## Problem to solve
Render every line of the records below as a JSON list of strings, one string per line, and leave out any blank lines.

## Material
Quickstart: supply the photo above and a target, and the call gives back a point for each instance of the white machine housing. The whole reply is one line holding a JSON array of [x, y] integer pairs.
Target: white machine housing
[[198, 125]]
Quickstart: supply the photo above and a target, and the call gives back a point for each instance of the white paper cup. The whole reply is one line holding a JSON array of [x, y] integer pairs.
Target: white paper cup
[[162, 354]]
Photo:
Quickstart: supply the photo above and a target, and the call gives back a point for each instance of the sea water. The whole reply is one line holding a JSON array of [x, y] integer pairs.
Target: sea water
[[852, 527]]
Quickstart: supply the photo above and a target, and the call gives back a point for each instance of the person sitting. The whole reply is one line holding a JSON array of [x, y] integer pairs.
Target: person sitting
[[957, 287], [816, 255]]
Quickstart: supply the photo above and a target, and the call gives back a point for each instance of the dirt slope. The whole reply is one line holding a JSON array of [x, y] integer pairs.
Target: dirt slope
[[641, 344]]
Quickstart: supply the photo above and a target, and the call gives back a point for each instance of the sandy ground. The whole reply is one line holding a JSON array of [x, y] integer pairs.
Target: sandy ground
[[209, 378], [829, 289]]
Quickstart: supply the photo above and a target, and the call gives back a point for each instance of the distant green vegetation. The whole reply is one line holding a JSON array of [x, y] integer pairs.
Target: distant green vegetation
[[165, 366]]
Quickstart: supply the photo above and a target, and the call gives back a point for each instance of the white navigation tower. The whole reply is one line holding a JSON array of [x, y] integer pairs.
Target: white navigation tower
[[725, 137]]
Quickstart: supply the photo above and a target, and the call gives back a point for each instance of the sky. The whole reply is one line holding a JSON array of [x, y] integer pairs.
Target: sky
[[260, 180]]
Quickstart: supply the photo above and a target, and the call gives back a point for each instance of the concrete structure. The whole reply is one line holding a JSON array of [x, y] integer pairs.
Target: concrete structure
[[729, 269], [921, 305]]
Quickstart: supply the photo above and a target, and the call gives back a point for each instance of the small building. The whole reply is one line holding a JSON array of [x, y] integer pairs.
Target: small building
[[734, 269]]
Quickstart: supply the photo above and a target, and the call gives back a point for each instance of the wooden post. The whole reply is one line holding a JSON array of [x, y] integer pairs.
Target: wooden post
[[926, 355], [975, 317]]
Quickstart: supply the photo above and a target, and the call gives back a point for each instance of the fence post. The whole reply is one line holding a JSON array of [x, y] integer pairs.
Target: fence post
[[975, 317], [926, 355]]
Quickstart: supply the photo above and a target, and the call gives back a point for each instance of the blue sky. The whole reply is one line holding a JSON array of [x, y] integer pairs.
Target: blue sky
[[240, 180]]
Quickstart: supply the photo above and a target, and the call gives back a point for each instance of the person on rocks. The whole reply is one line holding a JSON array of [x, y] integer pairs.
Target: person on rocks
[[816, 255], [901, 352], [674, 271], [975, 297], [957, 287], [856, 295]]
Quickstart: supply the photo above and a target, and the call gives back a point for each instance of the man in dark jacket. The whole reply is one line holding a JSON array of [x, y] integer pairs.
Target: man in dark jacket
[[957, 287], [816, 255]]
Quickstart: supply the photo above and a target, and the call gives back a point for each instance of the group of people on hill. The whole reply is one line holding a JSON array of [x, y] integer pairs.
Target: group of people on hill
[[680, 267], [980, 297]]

## Exercise answer
[
  "Quickstart: supply the photo above and a target, and the call gives back a point for each instance of the white machine housing. The whole reply is one line holding a JSON array of [x, y] integer pairs.",
  "Target: white machine housing",
  "[[198, 125]]",
  "Quickstart: supply the photo above and a target, and the call gives back a point for each instance of the white paper cup. The whole reply is one line holding a JSON array of [x, y] integer pairs.",
  "Target: white paper cup",
  "[[162, 354]]",
  "Photo:",
  "Quickstart: supply the photo above and a target, and the call gives back a point for each instance of the sea water. The whole reply is one line holding a JSON array of [x, y] integer pairs.",
  "Target: sea water",
  "[[852, 527]]",
  "Quickstart: supply the photo above and a target, and the call gives back a point for each instance of the person sitting. The whole reply is one line holding a JSON array of [x, y] integer pairs.",
  "Target: person sitting",
  "[[957, 287], [816, 255]]",
  "Quickstart: supply the photo above and a target, and the call gives back a point for each instance of the dirt slope. The whole reply is one line holding a JSON array of [x, y] integer pairs.",
  "Target: dirt slope",
  "[[641, 344]]",
  "Quickstart: supply the photo above and a target, and the call gives back a point for each instance of the sandy ground. The whole reply is one line holding a JSON array of [x, y] integer pairs.",
  "Target: sandy ground",
  "[[209, 378], [829, 289]]",
  "Quickstart: supply the photo above and a target, and the call gives back a point for each instance of the distant green vegetation. The whole reply is one line holding a JSON array of [x, y] integer pairs.",
  "Target: distant green vegetation",
  "[[165, 366]]",
  "Quickstart: supply the photo above and a target, and the call gives back a point for each instance of the white navigation tower. The whole reply is one line holding a JSON array of [x, y] integer pairs.",
  "Target: white navigation tower",
  "[[725, 137]]",
  "Quickstart: supply the photo above and a target, and the call gives back a point for each instance of the sky. The whole reply is one line holding a JSON array of [x, y] integer pairs.",
  "Target: sky",
  "[[260, 180]]",
  "Quickstart: supply the photo above and a target, and the call gives back a point for each instance of the concrete structure. The whole reply is one line holding a JSON array of [x, y] integer pairs.",
  "Target: concrete structure",
  "[[729, 269], [921, 305]]",
  "Quickstart: supply the photo above and a target, and the call gives back a point for each instance of the small building. The whole reply is one line holding a JSON array of [x, y] integer pairs.",
  "Target: small building",
  "[[734, 269]]",
  "Quickstart: supply the photo above and a target, and the call gives back a point for each instance of the wooden post. The whole reply is one line holding a JSON array of [x, y] integer pairs.",
  "Target: wooden post",
  "[[926, 355], [975, 317]]",
  "Quickstart: supply the photo above and a target, and the call gives back a point for each instance of the fence post. The whole reply is one line holding a JSON array of [x, y] integer pairs.",
  "Target: fence post",
  "[[975, 317], [926, 355]]",
  "Quickstart: supply the photo above and a target, and the call gives back a point for each instance of the blue sky. The whole reply is one line holding a JSON array of [x, y] integer pairs.",
  "Target: blue sky",
  "[[240, 180]]",
  "Quickstart: supply the photo above and a target, and the call gives back a point for each instance of the person on rocks. The whole reply is one line holding a JSON array of [x, y] integer pairs.",
  "Target: person on rocks",
  "[[816, 255], [901, 352], [674, 271], [975, 297], [957, 287], [856, 295]]",
  "Quickstart: supply the photo above and a target, and the call gives back a point for each instance of the man in dark jacket. The whole reply is one line holding a JSON array of [x, y] integer pairs.",
  "Target: man in dark jacket",
  "[[957, 287], [816, 255]]",
  "Quickstart: supply the photo above and a target, and the call gives back a point for each instance of the group of people on hill. The whole reply is one line holding a JSON array of [x, y] integer pairs.",
  "Target: group of people on hill",
  "[[680, 267], [980, 297]]"
]